» **TASK INPUTS**:
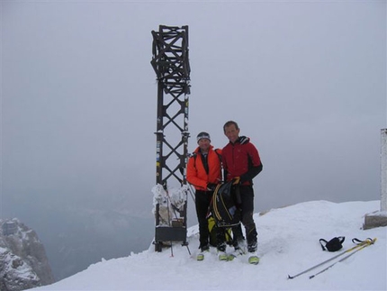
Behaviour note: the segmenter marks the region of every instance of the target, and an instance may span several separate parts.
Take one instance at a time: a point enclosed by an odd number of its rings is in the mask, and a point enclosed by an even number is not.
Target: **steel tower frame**
[[[186,185],[185,171],[188,154],[188,95],[190,94],[190,65],[188,58],[188,26],[159,25],[152,31],[152,60],[158,80],[158,116],[156,142],[156,182],[168,195],[170,178]],[[176,143],[166,132],[176,131]],[[174,205],[172,205],[174,207]],[[155,250],[161,251],[163,241],[181,241],[186,243],[186,199],[178,212],[179,219],[167,226],[160,224],[160,205],[156,205]],[[169,210],[168,210],[169,211]],[[177,215],[176,215],[177,218]]]

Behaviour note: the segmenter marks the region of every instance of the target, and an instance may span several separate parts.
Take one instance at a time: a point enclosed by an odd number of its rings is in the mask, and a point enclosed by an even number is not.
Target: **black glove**
[[[207,191],[215,191],[216,184],[209,183],[207,184]]]

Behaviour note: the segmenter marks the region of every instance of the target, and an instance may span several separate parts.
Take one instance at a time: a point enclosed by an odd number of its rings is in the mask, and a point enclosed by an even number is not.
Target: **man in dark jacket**
[[[253,178],[262,171],[262,163],[258,150],[250,142],[249,138],[239,136],[238,123],[227,122],[223,126],[224,134],[230,142],[223,148],[221,156],[224,179],[234,181],[236,200],[241,212],[241,222],[245,226],[248,241],[248,251],[252,253],[250,263],[257,263],[257,232],[254,222],[254,190]],[[240,228],[233,229],[234,240],[243,241]],[[240,246],[236,245],[236,249]]]

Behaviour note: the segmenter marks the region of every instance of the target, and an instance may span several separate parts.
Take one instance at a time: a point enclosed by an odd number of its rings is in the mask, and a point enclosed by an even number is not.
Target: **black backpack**
[[[212,196],[212,213],[218,227],[232,227],[240,223],[240,212],[232,193],[232,181],[219,184]]]

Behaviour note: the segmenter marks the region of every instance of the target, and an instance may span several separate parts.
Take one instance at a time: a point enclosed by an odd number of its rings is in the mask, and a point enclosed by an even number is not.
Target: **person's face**
[[[224,134],[227,136],[230,141],[234,143],[239,137],[239,129],[237,130],[235,124],[226,126]]]
[[[207,152],[210,149],[210,140],[208,139],[201,139],[198,141],[200,150],[204,152]]]

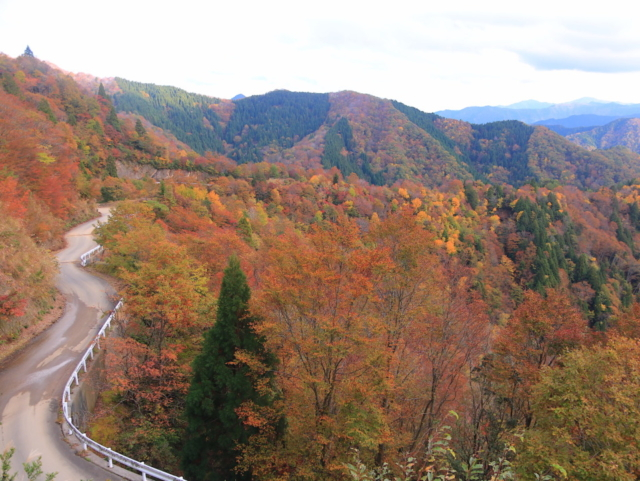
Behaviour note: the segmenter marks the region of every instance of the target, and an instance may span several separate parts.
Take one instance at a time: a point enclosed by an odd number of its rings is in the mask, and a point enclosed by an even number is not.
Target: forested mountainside
[[[633,156],[577,149],[544,127],[473,125],[354,92],[276,91],[230,102],[122,79],[115,85],[119,110],[147,117],[200,153],[208,145],[238,163],[337,166],[377,185],[417,178],[431,187],[476,178],[597,188],[640,172]],[[198,113],[186,114],[185,105]]]
[[[118,201],[100,443],[190,480],[635,479],[636,154],[353,92],[130,86],[153,121],[118,80],[0,73],[0,342]]]
[[[640,119],[618,119],[601,127],[567,135],[567,139],[585,149],[626,147],[640,153]]]

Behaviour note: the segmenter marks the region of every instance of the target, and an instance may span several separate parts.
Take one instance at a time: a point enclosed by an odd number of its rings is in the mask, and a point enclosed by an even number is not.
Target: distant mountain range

» **GOAL**: Echo the listing verbatim, starting with its first line and going on through the line that contains "[[[207,191],[215,191],[216,184],[209,183],[207,184]]]", with both ends included. Leave the pictures out of your answer.

» **TASK ANSWER**:
Behaviour note: the segmenter marks the region of every instance of the target, and an instance may span several separate parts.
Take one instance at a time: a point enclosed by an odd number of its rings is in the mask, and a point enclosed by an even number is not.
Target: **steel tower frame**
[[[186,185],[185,171],[188,154],[188,95],[190,94],[190,65],[188,58],[188,26],[159,25],[152,31],[152,60],[158,80],[158,116],[156,142],[156,182],[168,195],[170,178]],[[176,143],[166,132],[176,131]],[[174,205],[172,205],[174,207]],[[155,250],[161,251],[163,241],[181,241],[186,243],[186,199],[178,212],[179,219],[167,226],[160,224],[160,205],[156,205]],[[169,210],[168,210],[169,211]],[[177,215],[176,215],[177,218]]]

Behaviour note: the segmenter marks the region of every instance of the target, and an instance may span several separate parts.
Take one instance at a time: a point enclosed by an odd number of its rings is in the mask, and a point enclosed by an even number is not.
Target: **black glove**
[[[207,191],[215,191],[216,184],[209,183],[207,184]]]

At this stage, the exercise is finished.